What is needed: Would you return the entries exactly, with every line intact?

Materials provided:
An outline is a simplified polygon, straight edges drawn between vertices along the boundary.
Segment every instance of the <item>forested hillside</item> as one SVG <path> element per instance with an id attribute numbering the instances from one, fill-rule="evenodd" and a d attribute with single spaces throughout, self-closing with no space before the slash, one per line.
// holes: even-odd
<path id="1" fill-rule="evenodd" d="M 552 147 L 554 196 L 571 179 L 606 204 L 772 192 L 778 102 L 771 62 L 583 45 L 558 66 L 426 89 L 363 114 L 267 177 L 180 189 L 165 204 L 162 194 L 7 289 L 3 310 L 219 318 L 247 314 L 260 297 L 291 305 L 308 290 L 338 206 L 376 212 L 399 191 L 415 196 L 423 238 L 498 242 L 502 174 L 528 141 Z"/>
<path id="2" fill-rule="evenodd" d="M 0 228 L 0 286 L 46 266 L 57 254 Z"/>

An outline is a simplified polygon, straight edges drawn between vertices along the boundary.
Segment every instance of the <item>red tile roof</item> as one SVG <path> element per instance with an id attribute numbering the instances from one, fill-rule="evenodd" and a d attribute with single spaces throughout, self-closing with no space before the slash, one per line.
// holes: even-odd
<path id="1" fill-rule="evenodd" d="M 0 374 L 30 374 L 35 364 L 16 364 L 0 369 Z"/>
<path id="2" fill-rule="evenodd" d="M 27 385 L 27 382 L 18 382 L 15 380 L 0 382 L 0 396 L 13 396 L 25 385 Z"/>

Solved exercise:
An outline is a simplified polygon, straight edges drawn between vertices along the boundary.
Segment every instance of the <item>forested hillside</item> as one SVG <path> element per instance with an id attribute numbering the instances from one, fill-rule="evenodd" and a d attribute with single spaces throughout, self-closing with no space before the slash, one per line.
// holes: even-odd
<path id="1" fill-rule="evenodd" d="M 552 147 L 554 196 L 571 179 L 606 204 L 772 192 L 778 102 L 771 62 L 583 45 L 558 66 L 426 89 L 363 114 L 267 177 L 180 189 L 165 204 L 162 194 L 7 289 L 3 310 L 219 318 L 247 314 L 260 297 L 291 305 L 308 290 L 338 206 L 376 212 L 399 191 L 415 196 L 423 238 L 498 242 L 502 174 L 528 141 Z"/>
<path id="2" fill-rule="evenodd" d="M 0 228 L 0 286 L 46 266 L 57 254 Z"/>

An outline is a simplified polygon, straight edges drawn between vertices along the boundary.
Segment every instance of the <item>red tile roof</item> as one SVG <path> element per instance with an id attribute numbering the instances from one, fill-rule="evenodd" and a d attribute with single spaces throughout, self-closing with no space before the slash, one per line.
// holes: even-odd
<path id="1" fill-rule="evenodd" d="M 0 374 L 30 374 L 35 364 L 16 364 L 0 369 Z"/>
<path id="2" fill-rule="evenodd" d="M 27 385 L 27 382 L 18 382 L 15 380 L 0 382 L 0 396 L 13 396 L 25 385 Z"/>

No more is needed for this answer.